[Point labels for objects]
= = = = = = =

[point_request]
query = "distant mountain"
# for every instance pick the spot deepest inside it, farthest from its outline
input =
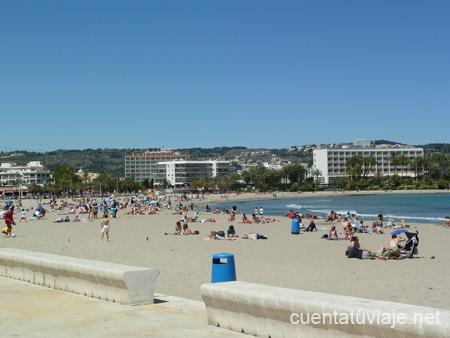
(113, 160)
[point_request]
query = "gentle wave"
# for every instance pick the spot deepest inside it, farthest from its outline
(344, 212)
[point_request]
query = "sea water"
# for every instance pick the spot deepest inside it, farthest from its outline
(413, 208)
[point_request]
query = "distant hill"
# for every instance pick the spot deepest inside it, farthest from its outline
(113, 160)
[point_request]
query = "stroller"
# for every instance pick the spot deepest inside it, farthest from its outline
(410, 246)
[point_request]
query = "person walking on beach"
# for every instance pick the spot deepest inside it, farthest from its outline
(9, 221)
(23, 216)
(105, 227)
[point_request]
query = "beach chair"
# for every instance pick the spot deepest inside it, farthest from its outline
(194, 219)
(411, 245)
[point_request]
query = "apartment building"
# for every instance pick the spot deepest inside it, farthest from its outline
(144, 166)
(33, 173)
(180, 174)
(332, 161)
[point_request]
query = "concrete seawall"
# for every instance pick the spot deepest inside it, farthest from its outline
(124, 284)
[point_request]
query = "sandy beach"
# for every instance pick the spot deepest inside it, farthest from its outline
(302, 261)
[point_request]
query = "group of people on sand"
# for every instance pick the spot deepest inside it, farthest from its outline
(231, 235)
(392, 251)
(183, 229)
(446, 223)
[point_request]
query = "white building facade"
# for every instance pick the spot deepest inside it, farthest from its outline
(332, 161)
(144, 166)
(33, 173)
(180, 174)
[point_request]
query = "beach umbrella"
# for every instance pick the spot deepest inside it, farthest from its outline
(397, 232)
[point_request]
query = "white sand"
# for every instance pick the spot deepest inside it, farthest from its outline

= = = = = = =

Rewrite all of the material above, requests included, with every coordinate in the answers scaled by 1.85 and rounded to a whole number, halves rounding up. Leave the pictures out of your answer.

[point_request]
query = "distant mountain"
# for every instance pick the spot deepest inside it, farthest from its outline
input =
(209, 296)
[point_request]
query = "gentle wave"
# for every instance pick the spot deepest inside it, farthest from its outline
(636, 392)
[point_request]
query = "sea water"
# for every instance pick the spot deepest inside it, farthest from its outline
(764, 385)
[point_request]
query = "distant hill"
# for every instance pick the spot deepest inside it, farthest from its outline
(209, 296)
[point_request]
query = "stroller"
# for every instance pick the spot deepest inside it, farthest from its outline
(759, 455)
[point_request]
query = "person walking on beach"
# for every instance pick the spot deepest inside it, farthest from its outline
(17, 409)
(43, 400)
(194, 420)
[point_request]
query = "beach chair"
# for every instance pick the spot deepest inside it, farthest from its outline
(359, 405)
(760, 453)
[point_request]
query = "apartment building"
# for every instance pick the spot deepest inside it, farthest from its outline
(266, 307)
(61, 320)
(333, 322)
(614, 298)
[point_request]
query = "concrete seawall"
# for every instance pick the spot deepest inside it, farthest from its outline
(229, 525)
[point_request]
query = "sandy beach"
# for every instance pick the spot deepest inside it, farthest from its outline
(559, 483)
[point_request]
query = "group of people on sand"
# for every instance pick the spot deepest inside it, farthest from its outline
(427, 435)
(725, 464)
(339, 424)
(825, 413)
[point_request]
query = "white building facade"
# for every instance pick the spot deepest inside it, farthest from its outline
(614, 298)
(266, 307)
(61, 320)
(333, 322)
[point_request]
query = "beach umbrella"
# for every instance pick the spot deepest inside it, farthest from its outline
(734, 429)
[point_request]
query = "white sand"
# for every instance pick the spot deepest inside it, farthest from its outline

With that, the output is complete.